> Problems to solve:
**1)** According to the news summary, what was the population of Muelheim?
**2)** Copy the records from their first line through the line containing "Provide the mask of every instance of the **building", and nothing more.

> Text:
>>>

Wednesday, June 23, 1943

The Charlotte News

Wednesday, June 23, 1943


Site Ed. Note: The front page reports of an RAF raid the night before on the German steel and communications center of Muelheim in the Ruhr region, a suburb of Duisburg. Muelheim, with a population of 136,000, had not been raided since two raids in 1940. Thirty-five bombers and one fighter plane failed to return from the mission, fewer than the 44 lost the night before in the 700-plane raid on Krefeld. Other raids were also flown over Holland and France. German broadcasts contended that Oberhausen, previously attacked on June 14, had also been hit.

Another raid had been carried out this date by Flying Fortresses, seen returning to England over Dover and Folkestone, as people of each town turned out to wave to the bombers flying relatively low overhead at 2,000 feet. No communique, however, indicated from whence they had returned.

Both American and RAF bombers conducted separate raids on Salerno, 30 miles southeast of Naples, causing large fires and extensive damage to railroads and supply depots.

Berlin radio reports issued the startling news that German observers believed that Italy would be the recipient of the major thrust of any incipient Allied invasion. The report also included the Balkans as an additional possible avenue of attack. All Italian troops previously spread throughout the occupied countries of Europe were reported to have been brought home to defend Italy.

A combination of the Allied air raids and sabotage from the underground was said to have been making a regular dig into the comfort of Nazi occupation of France. Targeted regularly by the underground were troop trains, electrical and water facilities, and factories.

<<<

[Annotation dataset entries]
>>>

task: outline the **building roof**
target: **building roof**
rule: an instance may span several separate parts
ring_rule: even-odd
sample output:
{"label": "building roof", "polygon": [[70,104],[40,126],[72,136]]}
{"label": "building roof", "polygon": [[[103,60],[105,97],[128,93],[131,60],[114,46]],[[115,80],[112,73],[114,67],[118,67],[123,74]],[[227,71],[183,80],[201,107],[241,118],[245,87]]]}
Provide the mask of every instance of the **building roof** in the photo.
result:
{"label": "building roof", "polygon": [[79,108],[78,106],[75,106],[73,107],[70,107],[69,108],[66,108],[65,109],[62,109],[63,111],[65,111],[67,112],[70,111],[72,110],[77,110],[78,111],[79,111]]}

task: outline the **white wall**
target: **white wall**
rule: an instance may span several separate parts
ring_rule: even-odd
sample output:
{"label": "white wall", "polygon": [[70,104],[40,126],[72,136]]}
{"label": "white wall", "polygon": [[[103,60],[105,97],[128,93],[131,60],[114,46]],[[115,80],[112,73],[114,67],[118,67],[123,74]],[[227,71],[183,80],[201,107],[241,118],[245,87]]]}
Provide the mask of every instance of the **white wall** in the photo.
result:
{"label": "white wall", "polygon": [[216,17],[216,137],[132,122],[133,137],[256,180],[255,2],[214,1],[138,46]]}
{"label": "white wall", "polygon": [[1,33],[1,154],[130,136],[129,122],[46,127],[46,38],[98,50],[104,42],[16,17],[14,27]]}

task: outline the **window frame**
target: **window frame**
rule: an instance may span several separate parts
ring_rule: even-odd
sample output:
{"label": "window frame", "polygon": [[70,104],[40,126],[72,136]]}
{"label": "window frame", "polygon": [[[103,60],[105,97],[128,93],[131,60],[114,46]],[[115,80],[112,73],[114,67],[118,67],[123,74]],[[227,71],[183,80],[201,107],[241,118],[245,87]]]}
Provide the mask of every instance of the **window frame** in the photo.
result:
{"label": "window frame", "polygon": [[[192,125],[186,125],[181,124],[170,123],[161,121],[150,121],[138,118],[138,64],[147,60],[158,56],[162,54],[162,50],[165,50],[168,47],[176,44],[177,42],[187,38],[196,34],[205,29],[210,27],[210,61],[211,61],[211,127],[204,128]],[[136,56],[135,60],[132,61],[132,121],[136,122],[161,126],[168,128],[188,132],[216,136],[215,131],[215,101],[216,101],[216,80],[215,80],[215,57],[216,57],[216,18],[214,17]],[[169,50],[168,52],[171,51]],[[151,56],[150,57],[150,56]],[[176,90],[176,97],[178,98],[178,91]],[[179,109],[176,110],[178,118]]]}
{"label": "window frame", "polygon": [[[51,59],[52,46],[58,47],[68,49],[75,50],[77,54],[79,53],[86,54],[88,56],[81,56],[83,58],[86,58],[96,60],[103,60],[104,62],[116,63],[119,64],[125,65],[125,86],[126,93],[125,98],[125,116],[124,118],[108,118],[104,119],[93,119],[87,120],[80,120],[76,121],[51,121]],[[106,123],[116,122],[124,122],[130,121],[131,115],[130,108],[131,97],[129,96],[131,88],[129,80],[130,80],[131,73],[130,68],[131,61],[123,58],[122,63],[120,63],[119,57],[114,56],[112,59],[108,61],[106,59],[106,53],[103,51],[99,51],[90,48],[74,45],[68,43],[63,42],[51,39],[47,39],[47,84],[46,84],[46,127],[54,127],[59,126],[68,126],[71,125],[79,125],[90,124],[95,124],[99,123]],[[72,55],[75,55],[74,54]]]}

<<<

> Written responses:
**1)** 136,000

**2)**
task: outline the **building roof**
target: **building roof**
rule: an instance may span several separate parts
ring_rule: even-odd
sample output:
{"label": "building roof", "polygon": [[70,104],[40,126],[72,136]]}
{"label": "building roof", "polygon": [[[103,60],[105,97],[128,93],[131,60],[114,46]],[[115,80],[112,73],[114,67],[118,67],[123,74]],[[227,71],[183,80],[201,107],[241,118],[245,87]]]}
Provide the mask of every instance of the **building roof** in the photo.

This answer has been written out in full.